SUPPLIED MATERIAL:
##############################
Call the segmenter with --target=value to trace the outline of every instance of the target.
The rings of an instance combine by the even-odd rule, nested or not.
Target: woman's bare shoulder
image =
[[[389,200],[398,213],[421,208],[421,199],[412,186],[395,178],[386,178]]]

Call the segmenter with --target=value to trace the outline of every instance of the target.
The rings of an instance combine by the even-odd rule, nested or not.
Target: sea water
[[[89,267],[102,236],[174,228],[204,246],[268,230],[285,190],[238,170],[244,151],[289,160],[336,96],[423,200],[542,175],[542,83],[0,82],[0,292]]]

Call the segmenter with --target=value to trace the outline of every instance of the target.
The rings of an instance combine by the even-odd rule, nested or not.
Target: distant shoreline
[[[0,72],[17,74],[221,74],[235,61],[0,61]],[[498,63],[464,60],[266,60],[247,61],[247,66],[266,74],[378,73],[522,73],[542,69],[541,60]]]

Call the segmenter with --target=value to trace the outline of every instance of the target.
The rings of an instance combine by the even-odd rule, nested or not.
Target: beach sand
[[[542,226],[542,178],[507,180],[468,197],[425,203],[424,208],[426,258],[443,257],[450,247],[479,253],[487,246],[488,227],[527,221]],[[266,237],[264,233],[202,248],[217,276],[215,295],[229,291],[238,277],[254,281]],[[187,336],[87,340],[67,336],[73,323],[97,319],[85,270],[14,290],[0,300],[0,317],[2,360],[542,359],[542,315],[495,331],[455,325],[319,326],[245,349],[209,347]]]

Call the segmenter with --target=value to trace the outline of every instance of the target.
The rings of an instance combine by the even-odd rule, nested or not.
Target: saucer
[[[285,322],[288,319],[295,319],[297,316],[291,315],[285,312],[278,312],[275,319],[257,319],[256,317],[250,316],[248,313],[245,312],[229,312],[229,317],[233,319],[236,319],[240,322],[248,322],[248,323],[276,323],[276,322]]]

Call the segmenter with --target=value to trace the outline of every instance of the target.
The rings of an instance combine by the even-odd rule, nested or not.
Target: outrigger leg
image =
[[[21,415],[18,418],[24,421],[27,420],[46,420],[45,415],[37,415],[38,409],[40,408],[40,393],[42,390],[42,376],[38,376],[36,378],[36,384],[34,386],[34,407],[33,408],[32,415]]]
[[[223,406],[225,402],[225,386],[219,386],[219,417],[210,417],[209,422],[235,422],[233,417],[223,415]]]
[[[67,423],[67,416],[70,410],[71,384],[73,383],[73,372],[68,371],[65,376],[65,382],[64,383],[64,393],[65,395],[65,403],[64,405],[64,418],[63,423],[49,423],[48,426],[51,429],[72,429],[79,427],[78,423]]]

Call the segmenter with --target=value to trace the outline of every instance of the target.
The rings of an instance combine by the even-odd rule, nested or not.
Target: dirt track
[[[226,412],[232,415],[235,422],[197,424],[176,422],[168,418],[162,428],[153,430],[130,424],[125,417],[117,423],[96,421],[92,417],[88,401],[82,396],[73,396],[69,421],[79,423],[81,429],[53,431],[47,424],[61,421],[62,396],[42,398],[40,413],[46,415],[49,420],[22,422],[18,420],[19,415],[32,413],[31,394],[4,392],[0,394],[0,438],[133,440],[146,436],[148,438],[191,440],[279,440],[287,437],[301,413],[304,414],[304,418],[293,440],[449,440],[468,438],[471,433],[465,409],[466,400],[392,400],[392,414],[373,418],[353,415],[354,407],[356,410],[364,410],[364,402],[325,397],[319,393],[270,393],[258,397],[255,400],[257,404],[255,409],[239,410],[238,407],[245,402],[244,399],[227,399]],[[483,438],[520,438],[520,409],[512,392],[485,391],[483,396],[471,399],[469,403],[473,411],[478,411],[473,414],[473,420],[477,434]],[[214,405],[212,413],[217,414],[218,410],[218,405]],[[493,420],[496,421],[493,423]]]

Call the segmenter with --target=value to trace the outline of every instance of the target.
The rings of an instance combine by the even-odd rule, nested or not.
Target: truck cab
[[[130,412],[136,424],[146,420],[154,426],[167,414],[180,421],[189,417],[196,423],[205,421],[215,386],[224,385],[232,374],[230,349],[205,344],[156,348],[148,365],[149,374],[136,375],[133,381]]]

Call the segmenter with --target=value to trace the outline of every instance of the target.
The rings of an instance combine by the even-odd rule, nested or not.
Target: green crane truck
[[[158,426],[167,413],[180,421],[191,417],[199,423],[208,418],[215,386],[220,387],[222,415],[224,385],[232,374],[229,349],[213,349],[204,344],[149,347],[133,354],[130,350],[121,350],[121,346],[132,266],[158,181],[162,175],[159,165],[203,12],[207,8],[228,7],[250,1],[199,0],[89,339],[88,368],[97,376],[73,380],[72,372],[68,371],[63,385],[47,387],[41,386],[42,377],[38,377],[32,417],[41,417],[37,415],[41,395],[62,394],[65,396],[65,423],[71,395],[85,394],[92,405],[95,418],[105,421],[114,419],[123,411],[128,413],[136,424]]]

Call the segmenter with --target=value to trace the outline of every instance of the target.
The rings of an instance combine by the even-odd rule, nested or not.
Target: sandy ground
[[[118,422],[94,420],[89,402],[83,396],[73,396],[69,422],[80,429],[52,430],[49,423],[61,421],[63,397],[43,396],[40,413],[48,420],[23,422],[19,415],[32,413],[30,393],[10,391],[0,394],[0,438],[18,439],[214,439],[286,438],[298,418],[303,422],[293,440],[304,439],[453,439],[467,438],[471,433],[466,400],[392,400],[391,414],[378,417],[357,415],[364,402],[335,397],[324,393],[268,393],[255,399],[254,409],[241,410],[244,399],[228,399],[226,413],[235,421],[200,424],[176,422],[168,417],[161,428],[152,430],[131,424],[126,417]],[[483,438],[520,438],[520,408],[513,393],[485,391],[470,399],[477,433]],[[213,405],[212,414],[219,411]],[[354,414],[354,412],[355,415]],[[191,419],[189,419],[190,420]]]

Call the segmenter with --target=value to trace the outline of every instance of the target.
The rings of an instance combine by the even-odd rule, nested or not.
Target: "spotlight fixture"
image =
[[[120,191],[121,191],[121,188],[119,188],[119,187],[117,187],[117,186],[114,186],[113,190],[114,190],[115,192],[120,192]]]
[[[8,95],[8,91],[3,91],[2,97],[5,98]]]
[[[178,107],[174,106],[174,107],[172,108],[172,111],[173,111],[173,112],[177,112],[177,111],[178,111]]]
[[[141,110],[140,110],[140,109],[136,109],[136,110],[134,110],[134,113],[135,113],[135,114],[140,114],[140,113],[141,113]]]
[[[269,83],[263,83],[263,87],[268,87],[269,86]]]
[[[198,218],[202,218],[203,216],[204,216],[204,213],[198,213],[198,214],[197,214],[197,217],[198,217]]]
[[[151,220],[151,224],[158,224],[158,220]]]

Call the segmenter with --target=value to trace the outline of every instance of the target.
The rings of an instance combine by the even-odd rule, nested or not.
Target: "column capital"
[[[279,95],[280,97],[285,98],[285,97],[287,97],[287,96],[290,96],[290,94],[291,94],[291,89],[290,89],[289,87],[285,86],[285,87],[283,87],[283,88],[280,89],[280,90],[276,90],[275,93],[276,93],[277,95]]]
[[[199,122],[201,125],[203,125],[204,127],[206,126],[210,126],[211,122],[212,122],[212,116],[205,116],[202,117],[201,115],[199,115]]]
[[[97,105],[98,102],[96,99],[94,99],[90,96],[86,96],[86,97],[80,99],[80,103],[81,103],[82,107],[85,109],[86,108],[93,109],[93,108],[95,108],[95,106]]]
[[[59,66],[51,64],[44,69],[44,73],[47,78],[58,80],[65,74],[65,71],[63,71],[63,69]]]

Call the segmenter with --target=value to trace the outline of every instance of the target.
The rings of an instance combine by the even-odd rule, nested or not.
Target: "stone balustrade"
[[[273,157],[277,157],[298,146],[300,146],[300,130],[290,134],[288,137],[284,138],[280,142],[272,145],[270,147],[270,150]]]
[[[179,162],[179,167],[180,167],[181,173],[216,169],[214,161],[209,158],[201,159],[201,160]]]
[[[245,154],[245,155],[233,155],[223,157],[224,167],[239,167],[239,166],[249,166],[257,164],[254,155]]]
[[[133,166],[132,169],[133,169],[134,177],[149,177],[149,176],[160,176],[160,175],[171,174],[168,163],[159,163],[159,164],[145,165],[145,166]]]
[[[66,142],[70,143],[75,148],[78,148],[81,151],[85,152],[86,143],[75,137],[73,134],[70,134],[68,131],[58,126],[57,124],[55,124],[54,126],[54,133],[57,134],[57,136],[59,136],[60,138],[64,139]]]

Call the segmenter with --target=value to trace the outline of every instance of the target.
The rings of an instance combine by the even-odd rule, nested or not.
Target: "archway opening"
##############################
WRITTEN EXERCISE:
Count the lines in the items above that contain the string "truck", treating uppercase and lowercase as different. Reply with the number alone.

COMPLETED EXERCISE:
2